--- start of ARTICLE ---
Unix-like OS development - Multitasking and system calls (7)

In a previous article, we learned how to work with virtual address space. Today we will add multitasking support.



Table of contents



Build system (make, gcc, gas). Initial boot (multiboot). Launch (qemu). C library (strcpy, memcpy, strext).



C library (sprintf, strcpy, strcmp, strtok, va_list ...). Building the library in kernel mode and user application mode.



The kernel system log. Video memory Output to the terminal (kprintf, kpanic, kassert).

Dynamic memory, heap (kmalloc, kfree).



Organization of memory and interrupt handling (GDT, IDT, PIC, syscall). Exceptions

Virtual memory (page directory and page table).



Process. Scheduler. Multitasking. System calls (kill, exit, ps).

The file system of the kernel (initrd), elf and its internals. System calls (exec).



Character device drivers. System calls (ioctl, fopen, fread, fwrite). C library (fopen, fclose, fprintf, fscanf).



Shell as a complete program for the kernel.



User protection mode (ring3). Task state segment (tss).



Multitasking



As you remember, each process should have its own address space.



To do this, you need to count the pages used by the process.



Therefore, we must describe the memory of the process:



/* * Process memory description */ struct task_mem_t { void* pages; /* task physical pages */ u_int pages_count; /* task physical pages count */ void* page_dir; /* page directory */ void* page_table; /* page table */ };
      
      





Processes somehow have to exchange information with each other. To do this, we introduce the concept of a message:



 struct message_t { u_short type; /* message type */ u_int len; /* data length */ u8 data[IPC_MSG_DATA_BUFF_SIZE]; /* message data */ };
      
      





After that, you need to describe the process itself as an element of a circular list.
--- end of ARTICLE ---
--- start of PROVIDED DATA ---
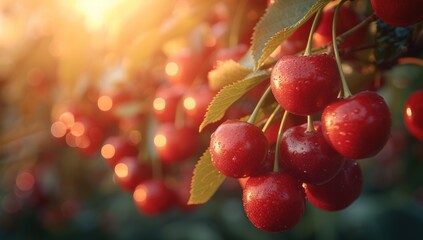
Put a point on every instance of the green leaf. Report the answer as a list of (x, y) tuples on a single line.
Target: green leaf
--- end of PROVIDED DATA ---
» **WHAT IS EXPECTED**
Please resume the article on adding multitasking to a Unix-like kernel, starting right after its final sentence about describing the process as an element of a circular list.

» **TASK RESULT**
The cyclic list here is convenient because in the scheduler you need to select the next from each task until the list is empty.



By this we remove the degenerate case, which means we simplify the logic.



 /* * Process descriptor */ struct task_t { struct clist_head_t list_head; /* should be at first */ u_short tid; /* task id */ char name[8]; /* task name */ struct gp_registers_t gp_registers; /* general purpose registers */ struct op_registers_t op_registers; /* other purpose registers */ struct flags_t flags; /* processor flags */ u_int time; /* time of task execution */ bool reschedule; /* whether task need to be rescheduled */ u_short status; /* task status */ int msg_count_in; /* count of incomming messages */ struct message_t msg_buff[TASK_MSG_BUFF_SIZE]; /* task message buffer */ void* kstack; /* kernel stack top */ void* ustack; /* user stack top */ struct task_mem_t task_mem; /* task memory */ } attribute(packed);
      
      





We will allocate a quota to each process, the number of timer interruptions after which the process will be rescheduled.



 #define TASK_QUOTA 3
      
      





Next, you need to write a function to create a new process.



While we do not have privilege levels, therefore we will use kernel selectors.



We will need 2 stacks for the future, one for user mode and one for the kernel.



We will set the initial status as TASK_UNINTERRUPTABLE so that the task does not have time to complete before full initialization.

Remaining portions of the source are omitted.